本文:
# # # # # # #
眼振

眼振(がんしん)とは

眼振とは、眼球がけいれんしたように動いたり揺れたりすることの医学的な名称です。無意識で規則的にリズミカルに動いたり、振り子のように往復運動がおこったりします。眼の動きを上手にコントロールできない場合に起こり、両眼にみられることが原則です。眼振はさまざまな原因でおこります。また、生理的眼振(正常な眼振)は、例えば動く乗り物の中から外の景色を見ているときにだれにでも起きる眼振です。生理的眼振がおきていることは物をみる視力があることの証拠になるので、赤ちゃんの視力の評価にも使います。
脳の障害、耳の障害、薬物中毒、その他の全身疾患のために眼振が起きることがあります。通常、このような眼振はめまいが起きたり、物が揺れて見えたり、その他の全身の症状を伴います。
眼科で扱う眼振には、著しい低視力のために起きる場合と、眼に問題がないのに眼の動きが定まらないためのものがあります。眼振のために眼球がみたいもののところで静止しないと、眼に異常がなくても視力が悪い場合があります。
いずれにしても、眼が自然に揺れて静止しない状態がみられたら、すぐに医療機関を受診してください。
# # # # # # #
上の眼振についての文章を、一字一句変えずに全文書き写すこと。
# # # # # # #
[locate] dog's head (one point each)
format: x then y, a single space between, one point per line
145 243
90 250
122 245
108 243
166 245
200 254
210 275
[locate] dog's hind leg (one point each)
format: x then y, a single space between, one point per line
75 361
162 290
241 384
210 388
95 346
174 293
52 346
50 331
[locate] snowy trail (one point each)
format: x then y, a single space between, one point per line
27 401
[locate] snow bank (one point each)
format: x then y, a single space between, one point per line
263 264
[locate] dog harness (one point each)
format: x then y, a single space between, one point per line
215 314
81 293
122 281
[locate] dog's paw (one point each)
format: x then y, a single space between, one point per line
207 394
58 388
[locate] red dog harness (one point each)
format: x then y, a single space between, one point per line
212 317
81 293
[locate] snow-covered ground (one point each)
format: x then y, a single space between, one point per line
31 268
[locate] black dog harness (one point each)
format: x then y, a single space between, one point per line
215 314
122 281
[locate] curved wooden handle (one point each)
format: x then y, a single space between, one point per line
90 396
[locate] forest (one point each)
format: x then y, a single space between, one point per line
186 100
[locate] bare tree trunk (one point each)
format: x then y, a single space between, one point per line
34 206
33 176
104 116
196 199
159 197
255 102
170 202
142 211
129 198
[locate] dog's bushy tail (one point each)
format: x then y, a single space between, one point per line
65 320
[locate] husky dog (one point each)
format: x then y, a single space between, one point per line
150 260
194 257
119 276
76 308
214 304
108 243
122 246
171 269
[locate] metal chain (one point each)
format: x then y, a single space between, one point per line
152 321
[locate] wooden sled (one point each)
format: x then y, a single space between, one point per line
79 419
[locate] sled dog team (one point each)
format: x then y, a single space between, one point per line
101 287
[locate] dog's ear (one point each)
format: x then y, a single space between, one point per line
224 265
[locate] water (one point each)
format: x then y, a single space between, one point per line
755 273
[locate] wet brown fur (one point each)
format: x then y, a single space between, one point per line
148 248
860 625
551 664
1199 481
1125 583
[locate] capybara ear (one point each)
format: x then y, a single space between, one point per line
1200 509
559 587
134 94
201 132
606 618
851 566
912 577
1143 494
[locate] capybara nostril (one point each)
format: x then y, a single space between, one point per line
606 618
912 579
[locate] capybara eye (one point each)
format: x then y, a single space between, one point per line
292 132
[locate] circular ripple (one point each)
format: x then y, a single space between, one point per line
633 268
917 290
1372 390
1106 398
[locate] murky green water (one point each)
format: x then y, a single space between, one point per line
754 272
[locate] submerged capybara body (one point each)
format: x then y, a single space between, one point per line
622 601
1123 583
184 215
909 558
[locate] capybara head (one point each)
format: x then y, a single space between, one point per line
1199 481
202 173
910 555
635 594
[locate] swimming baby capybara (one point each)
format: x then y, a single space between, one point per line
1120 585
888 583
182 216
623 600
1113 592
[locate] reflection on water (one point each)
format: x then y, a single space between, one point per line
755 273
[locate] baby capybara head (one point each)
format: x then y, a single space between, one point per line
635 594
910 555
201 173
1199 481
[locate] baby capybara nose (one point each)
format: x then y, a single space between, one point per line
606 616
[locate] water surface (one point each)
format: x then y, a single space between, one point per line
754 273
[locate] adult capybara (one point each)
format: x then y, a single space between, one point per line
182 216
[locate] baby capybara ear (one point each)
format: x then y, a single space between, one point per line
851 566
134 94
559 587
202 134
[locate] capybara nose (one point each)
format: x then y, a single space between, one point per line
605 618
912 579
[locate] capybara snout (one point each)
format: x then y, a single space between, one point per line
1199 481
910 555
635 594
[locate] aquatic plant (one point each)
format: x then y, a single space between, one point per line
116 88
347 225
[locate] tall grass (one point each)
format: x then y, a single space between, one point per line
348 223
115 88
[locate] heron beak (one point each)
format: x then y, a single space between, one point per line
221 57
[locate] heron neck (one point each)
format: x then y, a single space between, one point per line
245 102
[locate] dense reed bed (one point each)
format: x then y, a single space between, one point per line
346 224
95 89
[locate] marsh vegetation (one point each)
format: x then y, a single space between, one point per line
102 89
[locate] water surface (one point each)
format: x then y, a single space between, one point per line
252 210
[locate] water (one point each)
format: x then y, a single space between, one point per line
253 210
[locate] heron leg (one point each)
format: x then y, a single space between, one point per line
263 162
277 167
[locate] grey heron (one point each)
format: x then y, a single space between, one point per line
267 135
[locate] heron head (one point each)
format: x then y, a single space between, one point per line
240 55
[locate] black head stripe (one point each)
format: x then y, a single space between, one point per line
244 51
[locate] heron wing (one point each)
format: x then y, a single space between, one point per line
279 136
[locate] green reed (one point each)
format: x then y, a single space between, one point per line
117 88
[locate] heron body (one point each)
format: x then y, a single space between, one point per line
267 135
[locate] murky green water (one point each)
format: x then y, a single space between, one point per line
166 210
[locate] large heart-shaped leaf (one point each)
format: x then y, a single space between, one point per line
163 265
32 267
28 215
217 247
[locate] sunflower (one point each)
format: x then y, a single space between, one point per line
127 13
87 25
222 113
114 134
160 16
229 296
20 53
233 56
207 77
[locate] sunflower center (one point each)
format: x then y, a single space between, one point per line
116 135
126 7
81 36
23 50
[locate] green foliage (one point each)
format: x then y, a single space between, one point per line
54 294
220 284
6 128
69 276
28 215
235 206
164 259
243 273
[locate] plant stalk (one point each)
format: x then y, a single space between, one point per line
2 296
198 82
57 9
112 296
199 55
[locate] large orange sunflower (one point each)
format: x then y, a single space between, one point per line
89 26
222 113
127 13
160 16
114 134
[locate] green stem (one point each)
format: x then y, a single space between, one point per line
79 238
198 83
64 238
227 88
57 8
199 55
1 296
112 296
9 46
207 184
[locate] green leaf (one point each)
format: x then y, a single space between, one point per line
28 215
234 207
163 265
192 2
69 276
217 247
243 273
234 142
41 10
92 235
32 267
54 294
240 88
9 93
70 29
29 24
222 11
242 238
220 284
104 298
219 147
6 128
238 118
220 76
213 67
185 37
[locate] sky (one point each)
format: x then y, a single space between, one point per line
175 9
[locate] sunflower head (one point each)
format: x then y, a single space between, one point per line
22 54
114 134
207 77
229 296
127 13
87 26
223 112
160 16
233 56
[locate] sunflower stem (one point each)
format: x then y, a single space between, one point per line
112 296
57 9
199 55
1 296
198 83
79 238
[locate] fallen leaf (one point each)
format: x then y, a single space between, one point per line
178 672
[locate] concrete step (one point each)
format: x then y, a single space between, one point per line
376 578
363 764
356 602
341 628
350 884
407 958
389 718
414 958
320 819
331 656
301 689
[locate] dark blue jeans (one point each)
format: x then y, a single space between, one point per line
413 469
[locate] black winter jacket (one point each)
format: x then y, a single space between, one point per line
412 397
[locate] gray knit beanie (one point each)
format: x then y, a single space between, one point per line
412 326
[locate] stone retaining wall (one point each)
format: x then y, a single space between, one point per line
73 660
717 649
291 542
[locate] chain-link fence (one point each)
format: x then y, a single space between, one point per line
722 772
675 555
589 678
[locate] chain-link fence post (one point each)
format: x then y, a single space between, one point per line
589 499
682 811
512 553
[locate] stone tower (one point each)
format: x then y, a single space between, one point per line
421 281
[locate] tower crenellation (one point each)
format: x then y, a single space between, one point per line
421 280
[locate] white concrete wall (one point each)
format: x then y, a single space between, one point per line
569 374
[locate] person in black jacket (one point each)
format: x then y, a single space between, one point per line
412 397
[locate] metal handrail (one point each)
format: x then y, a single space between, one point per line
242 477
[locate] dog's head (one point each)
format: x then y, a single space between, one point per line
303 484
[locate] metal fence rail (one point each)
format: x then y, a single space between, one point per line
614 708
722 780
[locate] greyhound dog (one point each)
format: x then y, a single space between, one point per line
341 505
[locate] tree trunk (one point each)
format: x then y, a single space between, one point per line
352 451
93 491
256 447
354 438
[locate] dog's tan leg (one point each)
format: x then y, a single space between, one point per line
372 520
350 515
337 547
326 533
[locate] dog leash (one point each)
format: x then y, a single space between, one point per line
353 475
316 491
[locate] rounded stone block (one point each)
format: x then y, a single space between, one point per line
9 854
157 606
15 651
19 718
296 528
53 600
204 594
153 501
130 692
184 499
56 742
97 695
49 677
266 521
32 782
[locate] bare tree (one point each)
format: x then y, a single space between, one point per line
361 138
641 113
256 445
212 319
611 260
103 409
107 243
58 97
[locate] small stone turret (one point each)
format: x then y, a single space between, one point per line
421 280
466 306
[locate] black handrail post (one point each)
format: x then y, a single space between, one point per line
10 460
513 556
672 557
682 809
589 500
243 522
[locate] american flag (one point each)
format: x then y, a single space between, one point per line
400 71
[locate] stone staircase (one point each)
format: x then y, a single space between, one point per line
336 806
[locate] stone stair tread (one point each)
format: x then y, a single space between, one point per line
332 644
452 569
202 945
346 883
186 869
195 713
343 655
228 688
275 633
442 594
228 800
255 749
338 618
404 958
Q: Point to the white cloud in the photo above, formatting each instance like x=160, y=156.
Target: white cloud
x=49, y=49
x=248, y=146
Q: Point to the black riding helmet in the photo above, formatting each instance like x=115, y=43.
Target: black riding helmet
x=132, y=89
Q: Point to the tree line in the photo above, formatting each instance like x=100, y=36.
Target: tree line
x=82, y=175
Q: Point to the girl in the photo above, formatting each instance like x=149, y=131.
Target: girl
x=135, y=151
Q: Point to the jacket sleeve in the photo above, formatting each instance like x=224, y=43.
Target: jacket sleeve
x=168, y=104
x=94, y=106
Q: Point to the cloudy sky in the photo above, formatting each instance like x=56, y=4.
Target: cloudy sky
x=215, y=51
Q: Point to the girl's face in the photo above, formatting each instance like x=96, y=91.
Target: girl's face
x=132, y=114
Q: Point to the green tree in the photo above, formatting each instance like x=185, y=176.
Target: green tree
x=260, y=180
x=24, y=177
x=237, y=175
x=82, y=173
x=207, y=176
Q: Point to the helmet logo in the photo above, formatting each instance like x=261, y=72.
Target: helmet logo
# # # # # # #
解答:
眼振

眼振(がんしん)とは

眼振とは、眼球がけいれんしたように動いたり揺れたりすることの医学的な名称です。無意識で規則的にリズミカルに動いたり、振り子のように往復運動がおこったりします。眼の動きを上手にコントロールできない場合に起こり、両眼にみられることが原則です。眼振はさまざまな原因でおこります。また、生理的眼振(正常な眼振)は、例えば動く乗り物の中から外の景色を見ているときにだれにでも起きる眼振です。生理的眼振がおきていることは物をみる視力があることの証拠になるので、赤ちゃんの視力の評価にも使います。
脳の障害、耳の障害、薬物中毒、その他の全身疾患のために眼振が起きることがあります。通常、このような眼振はめまいが起きたり、物が揺れて見えたり、その他の全身の症状を伴います。
眼科で扱う眼振には、著しい低視力のために起きる場合と、眼に問題がないのに眼の動きが定まらないためのものがあります。眼振のために眼球がみたいもののところで静止しないと、眼に異常がなくても視力が悪い場合があります。
いずれにしても、眼が自然に揺れて静止しない状態がみられたら、すぐに医療機関を受診してください。